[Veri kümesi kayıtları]
──────

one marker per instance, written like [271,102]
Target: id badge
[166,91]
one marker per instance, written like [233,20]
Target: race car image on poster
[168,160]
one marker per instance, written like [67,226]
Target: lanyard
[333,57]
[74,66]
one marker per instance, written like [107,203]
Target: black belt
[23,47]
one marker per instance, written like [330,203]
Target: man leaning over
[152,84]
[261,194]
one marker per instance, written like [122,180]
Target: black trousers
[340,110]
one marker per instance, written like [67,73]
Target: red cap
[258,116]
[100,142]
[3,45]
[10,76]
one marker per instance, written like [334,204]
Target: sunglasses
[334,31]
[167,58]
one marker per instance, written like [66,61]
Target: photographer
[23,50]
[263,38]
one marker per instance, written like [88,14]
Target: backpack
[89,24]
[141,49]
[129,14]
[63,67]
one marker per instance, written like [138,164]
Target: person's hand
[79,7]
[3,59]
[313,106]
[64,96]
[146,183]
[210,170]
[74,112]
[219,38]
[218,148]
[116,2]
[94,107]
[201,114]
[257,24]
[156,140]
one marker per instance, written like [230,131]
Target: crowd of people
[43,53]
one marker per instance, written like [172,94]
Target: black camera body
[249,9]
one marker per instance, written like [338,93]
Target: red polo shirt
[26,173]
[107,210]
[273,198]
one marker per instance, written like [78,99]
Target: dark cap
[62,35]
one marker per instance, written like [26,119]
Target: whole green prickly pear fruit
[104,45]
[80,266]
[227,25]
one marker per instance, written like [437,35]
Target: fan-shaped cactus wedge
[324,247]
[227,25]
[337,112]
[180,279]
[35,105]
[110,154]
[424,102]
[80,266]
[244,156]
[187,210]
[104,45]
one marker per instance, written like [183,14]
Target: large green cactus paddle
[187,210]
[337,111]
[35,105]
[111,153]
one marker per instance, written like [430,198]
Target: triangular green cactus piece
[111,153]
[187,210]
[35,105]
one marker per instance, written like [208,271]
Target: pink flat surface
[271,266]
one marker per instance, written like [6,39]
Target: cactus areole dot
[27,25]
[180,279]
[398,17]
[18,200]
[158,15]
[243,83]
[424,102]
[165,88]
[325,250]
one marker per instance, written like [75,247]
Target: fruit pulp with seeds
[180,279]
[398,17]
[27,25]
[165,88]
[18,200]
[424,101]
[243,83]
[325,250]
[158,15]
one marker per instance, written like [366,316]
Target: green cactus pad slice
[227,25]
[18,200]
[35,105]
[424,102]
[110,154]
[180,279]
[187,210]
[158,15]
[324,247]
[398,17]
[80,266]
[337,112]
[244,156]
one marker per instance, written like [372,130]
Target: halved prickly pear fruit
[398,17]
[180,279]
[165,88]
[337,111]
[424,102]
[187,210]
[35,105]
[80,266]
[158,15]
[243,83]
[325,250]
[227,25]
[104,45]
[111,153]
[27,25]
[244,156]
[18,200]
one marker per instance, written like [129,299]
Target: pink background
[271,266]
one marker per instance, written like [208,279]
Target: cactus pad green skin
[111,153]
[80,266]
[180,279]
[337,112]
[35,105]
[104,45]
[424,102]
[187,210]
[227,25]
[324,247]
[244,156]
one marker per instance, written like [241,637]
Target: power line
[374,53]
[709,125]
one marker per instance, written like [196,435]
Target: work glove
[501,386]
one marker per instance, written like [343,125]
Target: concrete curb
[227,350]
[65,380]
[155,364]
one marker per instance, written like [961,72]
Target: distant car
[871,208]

──────

▸ Görev: Yukarıdaki satırların tümünü, boş olanları atlayarak, "Sıra" ve "Satır" sütunlarından oluşan bir Markdown tablosu olarak düzenle. Her satıra bir sıra numarası ver.

▸ Yanıt:
| Sıra | Satır |
|---|---|
| 1 | one marker per instance, written like [271,102] |
| 2 | Target: id badge |
| 3 | [166,91] |
| 4 | one marker per instance, written like [233,20] |
| 5 | Target: race car image on poster |
| 6 | [168,160] |
| 7 | one marker per instance, written like [67,226] |
| 8 | Target: lanyard |
| 9 | [333,57] |
| 10 | [74,66] |
| 11 | one marker per instance, written like [107,203] |
| 12 | Target: black belt |
| 13 | [23,47] |
| 14 | one marker per instance, written like [330,203] |
| 15 | Target: man leaning over |
| 16 | [152,84] |
| 17 | [261,194] |
| 18 | one marker per instance, written like [122,180] |
| 19 | Target: black trousers |
| 20 | [340,110] |
| 21 | one marker per instance, written like [67,73] |
| 22 | Target: red cap |
| 23 | [258,116] |
| 24 | [100,142] |
| 25 | [3,45] |
| 26 | [10,76] |
| 27 | one marker per instance, written like [334,204] |
| 28 | Target: sunglasses |
| 29 | [334,31] |
| 30 | [167,58] |
| 31 | one marker per instance, written like [66,61] |
| 32 | Target: photographer |
| 33 | [23,50] |
| 34 | [263,38] |
| 35 | one marker per instance, written like [88,14] |
| 36 | Target: backpack |
| 37 | [89,24] |
| 38 | [141,49] |
| 39 | [129,14] |
| 40 | [63,67] |
| 41 | one marker per instance, written like [138,164] |
| 42 | Target: person's hand |
| 43 | [79,7] |
| 44 | [3,59] |
| 45 | [313,106] |
| 46 | [64,96] |
| 47 | [146,183] |
| 48 | [210,170] |
| 49 | [74,112] |
| 50 | [219,38] |
| 51 | [218,148] |
| 52 | [116,2] |
| 53 | [94,107] |
| 54 | [201,114] |
| 55 | [257,24] |
| 56 | [156,140] |
| 57 | one marker per instance, written like [230,131] |
| 58 | Target: crowd of people |
| 59 | [43,53] |
| 60 | one marker per instance, written like [172,94] |
| 61 | Target: black camera body |
| 62 | [249,9] |
| 63 | one marker per instance, written like [338,93] |
| 64 | Target: red polo shirt |
| 65 | [26,173] |
| 66 | [107,210] |
| 67 | [273,198] |
| 68 | one marker per instance, written like [78,99] |
| 69 | Target: dark cap |
| 70 | [62,35] |
| 71 | one marker per instance, written like [26,119] |
| 72 | Target: whole green prickly pear fruit |
| 73 | [104,45] |
| 74 | [80,266] |
| 75 | [227,25] |
| 76 | one marker per instance, written like [437,35] |
| 77 | Target: fan-shaped cactus wedge |
| 78 | [324,247] |
| 79 | [227,25] |
| 80 | [337,112] |
| 81 | [180,279] |
| 82 | [35,105] |
| 83 | [110,154] |
| 84 | [424,102] |
| 85 | [80,266] |
| 86 | [244,156] |
| 87 | [187,210] |
| 88 | [104,45] |
| 89 | one marker per instance, written like [183,14] |
| 90 | Target: large green cactus paddle |
| 91 | [187,210] |
| 92 | [337,111] |
| 93 | [35,105] |
| 94 | [111,153] |
| 95 | one marker per instance, written like [430,198] |
| 96 | Target: triangular green cactus piece |
| 97 | [111,153] |
| 98 | [187,210] |
| 99 | [35,105] |
| 100 | one marker per instance, written like [208,271] |
| 101 | Target: pink flat surface |
| 102 | [271,266] |
| 103 | one marker per instance, written like [6,39] |
| 104 | Target: cactus areole dot |
| 105 | [27,25] |
| 106 | [180,279] |
| 107 | [398,17] |
| 108 | [18,200] |
| 109 | [158,15] |
| 110 | [243,83] |
| 111 | [424,102] |
| 112 | [165,88] |
| 113 | [325,250] |
| 114 | one marker per instance, written like [75,247] |
| 115 | Target: fruit pulp with seeds |
| 116 | [180,279] |
| 117 | [398,17] |
| 118 | [27,25] |
| 119 | [165,88] |
| 120 | [18,200] |
| 121 | [424,101] |
| 122 | [243,83] |
| 123 | [325,250] |
| 124 | [158,15] |
| 125 | one marker per instance, written like [366,316] |
| 126 | Target: green cactus pad slice |
| 127 | [227,25] |
| 128 | [18,200] |
| 129 | [35,105] |
| 130 | [424,102] |
| 131 | [110,154] |
| 132 | [180,279] |
| 133 | [187,210] |
| 134 | [158,15] |
| 135 | [324,247] |
| 136 | [398,17] |
| 137 | [80,266] |
| 138 | [337,112] |
| 139 | [244,156] |
| 140 | one marker per instance, written like [372,130] |
| 141 | Target: halved prickly pear fruit |
| 142 | [398,17] |
| 143 | [180,279] |
| 144 | [165,88] |
| 145 | [337,111] |
| 146 | [424,102] |
| 147 | [187,210] |
| 148 | [35,105] |
| 149 | [80,266] |
| 150 | [158,15] |
| 151 | [243,83] |
| 152 | [325,250] |
| 153 | [227,25] |
| 154 | [104,45] |
| 155 | [111,153] |
| 156 | [27,25] |
| 157 | [244,156] |
| 158 | [18,200] |
| 159 | one marker per instance, written like [129,299] |
| 160 | Target: pink background |
| 161 | [271,266] |
| 162 | one marker per instance, written like [208,279] |
| 163 | Target: cactus pad green skin |
| 164 | [111,153] |
| 165 | [80,266] |
| 166 | [180,279] |
| 167 | [337,112] |
| 168 | [35,105] |
| 169 | [104,45] |
| 170 | [424,102] |
| 171 | [187,210] |
| 172 | [227,25] |
| 173 | [324,247] |
| 174 | [244,156] |
| 175 | one marker per instance, written like [241,637] |
| 176 | Target: power line |
| 177 | [374,53] |
| 178 | [709,125] |
| 179 | one marker per instance, written like [196,435] |
| 180 | Target: work glove |
| 181 | [501,386] |
| 182 | one marker per instance, written like [343,125] |
| 183 | Target: concrete curb |
| 184 | [227,350] |
| 185 | [65,380] |
| 186 | [155,364] |
| 187 | one marker per instance, written like [961,72] |
| 188 | Target: distant car |
| 189 | [871,208] |